U.S. government researchers say an experimental COVID-19 therapeutic drug is not effective at treating patients hospitalized with an advanced stage of the novel coronavirus.
The National Institute of Allergy and Infectious Diseases issued a statement Monday saying it would no longer recruit new patients to take part in a clinical trial of the experimental drug, called bamlanivimab.
The drug, developed by U.S.-based drugmaker Eli Lilly and Canadian-based biotech firm AbCellera, is part of a class of treatments known as monoclonal antibodies, which are made to act as immune cells that scientists hope can fight off the virus. The antibody therapy was similar to one given to U.S. President Donald Trump after he tested positive for COVID-19 earlier this month.
The clinical trial was paused earlier this month by independent monitors because of safety concerns. The study, which launched in August, aimed to enroll 10,000 hospitalized coronavirus patients in the United States.
Eli Lilly has already applied to the U.S. Food and Drug Administration for emergency authorization for the drug to be used for mild to moderate cases of COVID-19 infections based on preliminary results from a different clinical trial.
The United States is in the midst of a dramatic surge of new COVID-19 cases, with more than 66,000 confirmed on Monday, according to data released by the Johns Hopkins Coronavirus Resource Center. The number of new infections has pushed several cities and states to a crisis point, including the southwestern city of El Paso, Texas, where the number of coronavirus patients has tripled to more than 800 patients over the past three weeks.
The situation has become so dire in the border city that officials have imposed a strict 10 p.m. to 5 a.m. curfew and a two-week stay-at-home order. The judge who issued the curfew order said the intensive care units in all of the city’s hospitals were completely full.
Texas Governor Greg Abbott has unveiled plans to house between 50 to 100 patients in El Paso’s convention center, and has even inquired about housing non-coronavirus patients at a U.S. Army hospital in the area.
In the western state of Utah, a group representing the state’s hospitals have warned Gov. Gary Herbert that the facilities are reaching the point where they may have to start rationing care, where doctors would have to determine who could remain in the hospital based on factors such as age and overall health.
The situation is steadily improving in Melbourne, Australia’s second-largest city, which posted a second consecutive day Tuesday with no new coronavirus infections. The initial milestone on Monday was the first COVID-19-free day since June 9.
Melbourne and the state of Victoria had been plagued by a massive spike of new coronavirus cases, peaking in August when daily new cases rose above 700. The resurgence of new cases has been blamed on security lapses at hotels where travelers were being quarantined after arriving from overseas.
Victoria state Premier Daniel Andrews announced Monday that Melbourne’s five million citizens will be able to leave their homes effective Tuesday at midnight, and that all cafes, restaurants, bars, shops and hotels will be allowed to reopen.
==========
> _Task statement_: Translate this sentence from the COVID-19 report into Spanish: "The clinical trial was paused earlier this month by independent monitors because of safety concerns."
==========
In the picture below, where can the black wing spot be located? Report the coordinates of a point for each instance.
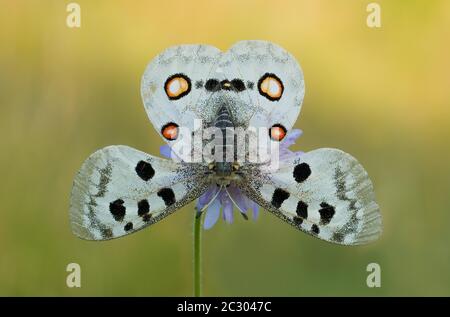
(338, 237)
(167, 195)
(238, 85)
(212, 85)
(143, 207)
(117, 209)
(145, 170)
(315, 229)
(128, 226)
(279, 195)
(106, 233)
(301, 172)
(326, 213)
(147, 217)
(302, 209)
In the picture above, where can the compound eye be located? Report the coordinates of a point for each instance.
(177, 86)
(277, 132)
(271, 87)
(170, 131)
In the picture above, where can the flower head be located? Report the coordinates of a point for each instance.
(216, 198)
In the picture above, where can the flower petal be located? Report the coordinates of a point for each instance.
(227, 210)
(291, 137)
(206, 197)
(255, 208)
(212, 214)
(238, 197)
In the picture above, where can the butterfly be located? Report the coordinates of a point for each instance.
(325, 193)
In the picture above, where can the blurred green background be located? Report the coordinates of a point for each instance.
(380, 94)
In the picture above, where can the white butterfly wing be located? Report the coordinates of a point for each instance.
(172, 86)
(325, 193)
(120, 190)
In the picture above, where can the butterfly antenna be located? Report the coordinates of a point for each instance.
(237, 206)
(200, 212)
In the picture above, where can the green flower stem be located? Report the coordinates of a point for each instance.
(197, 255)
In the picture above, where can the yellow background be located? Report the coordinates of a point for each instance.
(380, 94)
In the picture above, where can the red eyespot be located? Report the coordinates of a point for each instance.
(271, 87)
(170, 131)
(177, 86)
(277, 132)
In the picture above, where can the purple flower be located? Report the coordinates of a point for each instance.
(216, 199)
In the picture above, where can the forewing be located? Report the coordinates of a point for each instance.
(325, 193)
(120, 190)
(261, 106)
(185, 100)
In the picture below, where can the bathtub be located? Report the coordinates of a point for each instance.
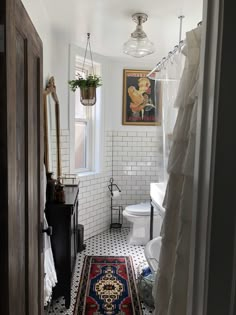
==========
> _Written solution_: El ensayo clínico fue suspendido a principios de este mes por supervisores independientes debido a preocupaciones de seguridad.